[Start of Attachment]

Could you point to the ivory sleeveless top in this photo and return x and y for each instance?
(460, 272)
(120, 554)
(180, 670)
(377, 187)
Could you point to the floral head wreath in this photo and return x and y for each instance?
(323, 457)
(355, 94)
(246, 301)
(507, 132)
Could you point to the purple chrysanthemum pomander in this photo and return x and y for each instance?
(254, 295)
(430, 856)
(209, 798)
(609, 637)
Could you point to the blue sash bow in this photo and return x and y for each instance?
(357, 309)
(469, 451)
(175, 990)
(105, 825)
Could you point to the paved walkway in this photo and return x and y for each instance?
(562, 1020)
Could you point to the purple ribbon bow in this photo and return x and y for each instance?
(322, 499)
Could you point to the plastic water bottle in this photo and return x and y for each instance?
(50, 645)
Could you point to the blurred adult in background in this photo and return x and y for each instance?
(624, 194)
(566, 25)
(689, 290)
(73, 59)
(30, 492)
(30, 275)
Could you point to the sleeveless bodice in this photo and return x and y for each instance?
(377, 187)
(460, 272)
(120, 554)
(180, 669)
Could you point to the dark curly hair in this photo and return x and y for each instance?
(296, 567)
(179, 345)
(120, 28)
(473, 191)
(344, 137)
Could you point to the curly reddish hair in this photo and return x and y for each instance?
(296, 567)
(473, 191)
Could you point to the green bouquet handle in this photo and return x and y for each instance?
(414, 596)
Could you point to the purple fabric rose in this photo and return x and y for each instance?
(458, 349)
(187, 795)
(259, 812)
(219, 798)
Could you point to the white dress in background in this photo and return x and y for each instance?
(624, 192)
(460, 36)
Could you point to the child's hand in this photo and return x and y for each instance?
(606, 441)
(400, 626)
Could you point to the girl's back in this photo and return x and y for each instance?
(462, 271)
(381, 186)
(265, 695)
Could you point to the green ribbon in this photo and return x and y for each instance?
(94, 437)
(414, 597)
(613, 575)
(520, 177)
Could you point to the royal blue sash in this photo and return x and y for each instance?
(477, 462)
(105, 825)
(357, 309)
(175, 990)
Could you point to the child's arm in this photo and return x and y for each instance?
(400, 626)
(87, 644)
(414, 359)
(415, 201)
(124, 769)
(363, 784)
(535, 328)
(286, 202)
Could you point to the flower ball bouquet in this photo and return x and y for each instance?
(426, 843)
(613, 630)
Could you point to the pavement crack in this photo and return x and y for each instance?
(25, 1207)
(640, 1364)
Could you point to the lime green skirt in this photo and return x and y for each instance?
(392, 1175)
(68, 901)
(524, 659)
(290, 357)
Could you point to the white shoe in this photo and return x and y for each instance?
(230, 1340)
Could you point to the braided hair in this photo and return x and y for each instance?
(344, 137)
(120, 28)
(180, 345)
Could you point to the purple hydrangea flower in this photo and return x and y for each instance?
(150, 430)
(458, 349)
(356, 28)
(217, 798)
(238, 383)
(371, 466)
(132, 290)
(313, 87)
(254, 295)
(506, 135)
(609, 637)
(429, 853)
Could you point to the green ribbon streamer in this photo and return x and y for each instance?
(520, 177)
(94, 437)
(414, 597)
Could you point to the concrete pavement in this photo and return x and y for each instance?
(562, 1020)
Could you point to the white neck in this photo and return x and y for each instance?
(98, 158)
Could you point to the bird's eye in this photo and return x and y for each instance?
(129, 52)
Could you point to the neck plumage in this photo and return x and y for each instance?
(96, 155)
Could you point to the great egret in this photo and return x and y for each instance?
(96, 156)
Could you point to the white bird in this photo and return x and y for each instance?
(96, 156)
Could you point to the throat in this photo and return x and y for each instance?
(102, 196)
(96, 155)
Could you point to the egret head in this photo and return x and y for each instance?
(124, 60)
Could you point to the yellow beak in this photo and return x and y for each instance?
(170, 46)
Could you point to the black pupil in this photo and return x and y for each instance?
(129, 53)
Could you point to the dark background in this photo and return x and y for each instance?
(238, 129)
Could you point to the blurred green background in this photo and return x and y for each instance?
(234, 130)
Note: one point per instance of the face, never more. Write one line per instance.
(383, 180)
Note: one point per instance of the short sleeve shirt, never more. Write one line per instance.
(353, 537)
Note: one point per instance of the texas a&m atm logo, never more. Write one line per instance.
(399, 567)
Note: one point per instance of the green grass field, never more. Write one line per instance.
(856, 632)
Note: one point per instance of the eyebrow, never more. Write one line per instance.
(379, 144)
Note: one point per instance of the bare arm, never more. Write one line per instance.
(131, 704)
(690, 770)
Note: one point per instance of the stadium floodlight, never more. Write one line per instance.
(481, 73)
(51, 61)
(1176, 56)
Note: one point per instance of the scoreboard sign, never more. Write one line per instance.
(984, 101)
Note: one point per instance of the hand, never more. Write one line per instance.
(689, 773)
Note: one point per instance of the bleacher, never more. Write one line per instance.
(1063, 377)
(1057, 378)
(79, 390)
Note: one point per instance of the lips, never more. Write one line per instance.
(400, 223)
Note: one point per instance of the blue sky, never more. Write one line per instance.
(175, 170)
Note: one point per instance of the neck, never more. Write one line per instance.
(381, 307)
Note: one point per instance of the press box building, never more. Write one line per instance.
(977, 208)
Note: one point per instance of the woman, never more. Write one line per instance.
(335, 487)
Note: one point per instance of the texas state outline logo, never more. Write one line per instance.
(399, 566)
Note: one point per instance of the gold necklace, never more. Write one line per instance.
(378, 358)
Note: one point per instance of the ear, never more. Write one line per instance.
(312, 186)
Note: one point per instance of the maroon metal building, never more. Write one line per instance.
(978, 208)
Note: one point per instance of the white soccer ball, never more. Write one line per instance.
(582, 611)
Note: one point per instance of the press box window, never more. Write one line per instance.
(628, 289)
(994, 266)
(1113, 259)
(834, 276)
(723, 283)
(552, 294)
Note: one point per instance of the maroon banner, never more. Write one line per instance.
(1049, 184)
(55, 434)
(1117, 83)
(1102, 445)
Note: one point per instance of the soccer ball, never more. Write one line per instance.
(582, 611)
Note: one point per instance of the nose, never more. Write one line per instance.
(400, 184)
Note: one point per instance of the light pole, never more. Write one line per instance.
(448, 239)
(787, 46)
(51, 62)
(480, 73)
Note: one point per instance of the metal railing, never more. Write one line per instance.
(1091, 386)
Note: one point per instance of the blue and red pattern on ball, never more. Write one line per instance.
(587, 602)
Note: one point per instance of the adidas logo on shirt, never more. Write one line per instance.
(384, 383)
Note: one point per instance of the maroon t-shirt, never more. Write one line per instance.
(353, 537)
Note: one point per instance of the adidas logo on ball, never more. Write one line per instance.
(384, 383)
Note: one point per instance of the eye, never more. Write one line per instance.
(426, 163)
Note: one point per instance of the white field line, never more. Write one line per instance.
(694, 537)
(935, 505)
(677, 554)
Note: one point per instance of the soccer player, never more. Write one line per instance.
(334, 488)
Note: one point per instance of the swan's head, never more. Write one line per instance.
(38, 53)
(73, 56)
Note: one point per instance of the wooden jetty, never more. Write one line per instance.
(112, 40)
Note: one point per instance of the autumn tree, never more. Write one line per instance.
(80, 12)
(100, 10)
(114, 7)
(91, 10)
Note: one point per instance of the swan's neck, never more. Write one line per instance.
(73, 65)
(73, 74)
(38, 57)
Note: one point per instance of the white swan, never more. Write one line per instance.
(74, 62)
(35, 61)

[End of Attachment]

Return every record, leaving each line exactly as it was given.

Result of the task |
Could you point to the ivory sleeveless top in this photo and return x and y for each instance?
(460, 272)
(120, 554)
(180, 670)
(377, 187)
Could you point to the floral head wreath in this photo and return x and y for each instance?
(323, 457)
(355, 94)
(246, 301)
(507, 132)
Could you point to the purple chrysanthemum pomander in this photo and return x and y for each instance?
(254, 295)
(430, 856)
(209, 798)
(609, 637)
Could you point to the blue sash bow in this photo and return x and y for each instance?
(357, 309)
(469, 451)
(175, 990)
(105, 825)
Could you point to the paved walkway in this photo and return x and y for each instance?
(562, 1020)
Could you point to the purple ribbon bow in this photo and return x and y for each instance?
(322, 499)
Could you point to the plastic water bottle in this photo and return x and y for each instance?
(50, 645)
Could you point to the blurred adult in background in this photo and return x and y for each instance?
(624, 194)
(566, 25)
(689, 290)
(73, 59)
(30, 492)
(30, 275)
Could you point to the sleeveless bodice in this photo and return x and y for each instance?
(377, 187)
(460, 272)
(120, 554)
(180, 669)
Could you point to the dark curly hair in this photo and return x and y for each instance?
(296, 567)
(179, 345)
(120, 28)
(473, 191)
(344, 137)
Could you point to the curly reddish hair in this photo and return x and y for each instance?
(296, 567)
(473, 191)
Could you point to the green bouquet handle in this photo and return x and y for each instance?
(414, 596)
Could you point to the purple fabric rose in this photo and return x and y for each instance?
(458, 349)
(187, 795)
(259, 812)
(219, 798)
Could you point to the white dress in background in this photo and return x and y for each instance?
(624, 192)
(460, 36)
Could you point to the child's hand in this photo and return x and y for each instance?
(606, 441)
(400, 626)
Could you point to the girl's back in this photo and return x and y for each instance?
(462, 271)
(381, 186)
(265, 695)
Could you point to the green ribbon in this photo and return x and y for each instance?
(94, 437)
(414, 597)
(613, 575)
(520, 177)
Could you point to the royal blue sash in this photo and return x and y for each instance?
(477, 462)
(105, 825)
(357, 309)
(175, 990)
Could you point to the child's arm in this photo and return x and y for each instance?
(400, 626)
(87, 644)
(414, 359)
(415, 201)
(124, 769)
(363, 784)
(535, 328)
(286, 202)
Could you point to the flower ball bouquet in this photo and return x and y for each instance?
(426, 843)
(613, 630)
Could you point to the pavement crack in this photo and return x and y for each instance?
(25, 1207)
(640, 1364)
Could you point to the lime green skirt in this photo and return x and y for each instance?
(392, 1175)
(68, 901)
(524, 659)
(290, 357)
Could you point to the white shoe in this photo and return x and y for each instance?
(230, 1340)
Could you point to the braided hair in this photo and return x and y for each instance?
(344, 137)
(120, 28)
(180, 345)
Could you point to the purple hydrangea flower in this photo and return x and y for each instance?
(150, 430)
(458, 349)
(356, 28)
(217, 798)
(238, 383)
(371, 466)
(132, 290)
(313, 87)
(254, 295)
(506, 135)
(609, 637)
(429, 853)
Could you point to the green ribbon streamer in this photo and return x and y for each instance?
(520, 177)
(94, 437)
(414, 597)
Could you point to the concrete pavement in this photo and return x and y for each instance?
(562, 1020)
Could you point to the white neck in this photo and return x and y for each instance?
(98, 158)
Could you point to the bird's eye in this photo and return x and y for each instance?
(129, 52)
Could you point to the neck plumage in this photo and return x and y for each instance?
(96, 155)
Could you point to the great egret in this photo and return x and y for each instance?
(96, 156)
Could you point to the white bird in this photo and return x and y for each instance?
(96, 156)
Could you point to the throat in this photo and return x and y for each instance?
(102, 196)
(96, 155)
Could you point to the egret head in this photo and return x and y for each instance?
(124, 60)
Could you point to the yellow beak in this photo and return x and y for each instance?
(170, 46)
Could you point to the black pupil in this photo and return x and y for each instance?
(129, 53)
Could you point to the dark background in this photo and return x and y for each instance?
(238, 129)
Could you point to the blurred green background in this photo and return x and y for each instance?
(234, 130)
Note: one point per instance of the face, never more. Write one line per instance.
(383, 180)
Note: one point per instance of the short sleeve shirt, never more. Write one line per instance.
(353, 537)
Note: one point per instance of the texas a&m atm logo, never more. Write one line per instance.
(399, 567)
Note: one point per instance of the green grass field, never more. Write one line per instance.
(856, 632)
Note: one point per instance of the eyebrow, never more. Write one line per instance.
(379, 144)
Note: one point per instance of the bare arm, never more. Write one line per instance.
(131, 704)
(690, 770)
Note: one point per instance of the stadium floodlight, never more. Write one line per instance.
(481, 73)
(51, 61)
(1176, 56)
Note: one point per instance of the scoreboard sign, never more. Write one line per instance.
(984, 101)
Note: one point per instance of the hand, never more. Write one line per instance.
(689, 773)
Note: one point per instance of the bleacher, never more. Write one line per instance.
(1063, 377)
(1057, 378)
(79, 390)
Note: one point per instance of the lips, never more. Write one line per instance.
(400, 223)
Note: one point per instance of the blue sky, never more. Write one line per instance.
(175, 170)
Note: one point per instance of the neck, never more. Write one line per instance.
(381, 307)
Note: one point per instance of the press box building, never more. Write one line per instance.
(977, 208)
Note: one point per instance of the woman, never more. Write one line per instance.
(335, 487)
Note: one point per instance of the texas state outline logo, never more. Write one line per instance.
(399, 566)
Note: one point per instance of the gold necklace, never more. Write one line per instance.
(378, 358)
Note: one point per instance of the ear, never more. Write one line per instance.
(312, 186)
Note: one point per instance of the maroon metal building, never more. Write one line per instance.
(978, 208)
Note: one point per instance of the white soccer ball, never more. Write one line per instance.
(582, 611)
Note: one point per instance of the press box window, never more. Write one line per instance.
(628, 289)
(994, 266)
(1113, 259)
(834, 276)
(723, 283)
(552, 294)
Note: one point per instance of the maroon banner, never more. Write one line per instance.
(1049, 184)
(55, 434)
(1117, 83)
(1102, 445)
Note: one point per instance of the soccer ball, never more. Write one line per instance.
(582, 611)
Note: one point per instance of the nose, never more. Write one line per instance.
(400, 184)
Note: one point per instance of the light pole, never more. Write one line per instance.
(448, 239)
(787, 46)
(51, 62)
(480, 73)
Note: one point per instance of the metal railing, never more. Write one line per instance.
(1091, 386)
Note: one point per instance of the blue and red pattern on ball, never more. Write one line per instance.
(587, 602)
Note: one point per instance of the adidas logo on shirt, never more. Write one line per instance.
(384, 383)
Note: one point per instance of the maroon t-shirt, never more. Write one line per instance.
(353, 537)
Note: one point per instance of the adidas logo on ball, never more. Write one line per instance.
(384, 383)
Note: one point per instance of the eye, never more. Write one line per instance.
(426, 163)
Note: one point per instance of the white field line, never more. Write one line per instance.
(694, 537)
(935, 505)
(677, 554)
Note: one point per instance of the soccer player, never more. Write one line per instance.
(334, 488)
Note: one point per instance of the swan's head, never more. Write one line per instance.
(38, 53)
(73, 56)
Note: one point per instance of the wooden jetty, never more. Write one line per instance.
(112, 40)
Note: one point per instance of the autumn tree, never more. Write one line per instance.
(80, 12)
(100, 10)
(114, 7)
(91, 10)
Note: one point per instance of the swan's neck, never more. Write one line per instance.
(73, 65)
(73, 74)
(38, 57)
Note: one point per instance of the white swan, never more. Write one line per instance.
(74, 62)
(35, 61)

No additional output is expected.